In (U)SAXS analyses, the X-ray passes through the sample and scatters differently, and the contrast of the scattering intensity measured by the detector is used to characterize the spatial pore data of porous materials (Li et al., 2016; Sun et al., 2020). The (U)SAXS experiments were performed at beamline 9-ID of the Advanced Photon Source at Argonne National Laboratory in Illinois. The detectable pore diameter range is ∼1 Å-6 μm, and the range of scattering vector Q is 8×10–5< Q < 6 A−1. Each sampling spot was scanned by ultra-SAXS for 90 s and by (U)SAXS for 10 s with an X-ray energy of 21 keV, yielding the combined (U)SAXS data (Wang et al., 2021b). Calibration and background subtraction were needed during (U)SAXS experiments for consequent data reduction. The data were processed by Igo Pro software following Ilavsky and Jemian (2009) and Ilavsky et al. (2018). Porosity, pore diameter distribution, and pore surface area were thus calculated, and pore volume obtained using the bulk density results obtained from MIP tests.
Particle size analyses by laser diffraction
The particle size is related to the diffraction angle when the X-ray passing through the particle, and the particle size distribution is related to the diffracted light intensity. During the measurement, samples are carried by being suspended in DIW, and flowing through a monochromatically parallel X-ray beam in the sample cell. The scatter patterns and light intensity are measured by the detector after the scattered light passes through a focal lens and is captured by the detector (;McCave et al., 1986; Ma et al., 2000; Wen et al., 2002).

### Given exercise 1
From the methods passage, list every pore property that it says was calculated or obtained from the (U)SAXS work.

### Task input

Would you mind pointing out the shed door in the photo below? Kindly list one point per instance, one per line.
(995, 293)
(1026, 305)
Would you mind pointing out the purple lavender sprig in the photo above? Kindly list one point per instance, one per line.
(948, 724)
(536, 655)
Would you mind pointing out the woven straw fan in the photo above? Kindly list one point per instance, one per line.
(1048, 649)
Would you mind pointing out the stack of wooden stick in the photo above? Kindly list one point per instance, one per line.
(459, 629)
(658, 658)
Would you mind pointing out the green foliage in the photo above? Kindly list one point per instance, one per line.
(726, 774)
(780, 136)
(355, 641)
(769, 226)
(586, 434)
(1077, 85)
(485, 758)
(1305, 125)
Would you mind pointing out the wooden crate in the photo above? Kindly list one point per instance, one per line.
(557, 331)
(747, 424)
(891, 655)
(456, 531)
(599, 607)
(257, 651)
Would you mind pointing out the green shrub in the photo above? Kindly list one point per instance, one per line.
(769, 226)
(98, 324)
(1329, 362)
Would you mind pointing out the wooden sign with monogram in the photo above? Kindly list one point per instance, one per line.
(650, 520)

### Given exercise 2
Recast the entries, from the line holding "Would you mind pointing out the green foliage" through the end of the entries, inclusive, as a Markdown table with the columns Row and Line, leaving out any blank lines.

### Full answer 1
- Porosity
- Pore diameter distribution
- Pore surface area
- Pore volume

### Full answer 2
| Row | Line |
|---|---|
| 1 | Would you mind pointing out the green foliage in the photo above? Kindly list one point per instance, one per line. |
| 2 | (726, 774) |
| 3 | (780, 136) |
| 4 | (355, 641) |
| 5 | (769, 226) |
| 6 | (586, 434) |
| 7 | (1077, 85) |
| 8 | (485, 758) |
| 9 | (1305, 125) |
| 10 | Would you mind pointing out the wooden crate in the photo above? Kindly list one point per instance, one per line. |
| 11 | (557, 331) |
| 12 | (747, 424) |
| 13 | (891, 655) |
| 14 | (456, 531) |
| 15 | (599, 607) |
| 16 | (257, 651) |
| 17 | Would you mind pointing out the green shrub in the photo above? Kindly list one point per instance, one per line. |
| 18 | (769, 226) |
| 19 | (98, 324) |
| 20 | (1329, 362) |
| 21 | Would you mind pointing out the wooden sign with monogram in the photo above? Kindly list one point per instance, one per line. |
| 22 | (650, 520) |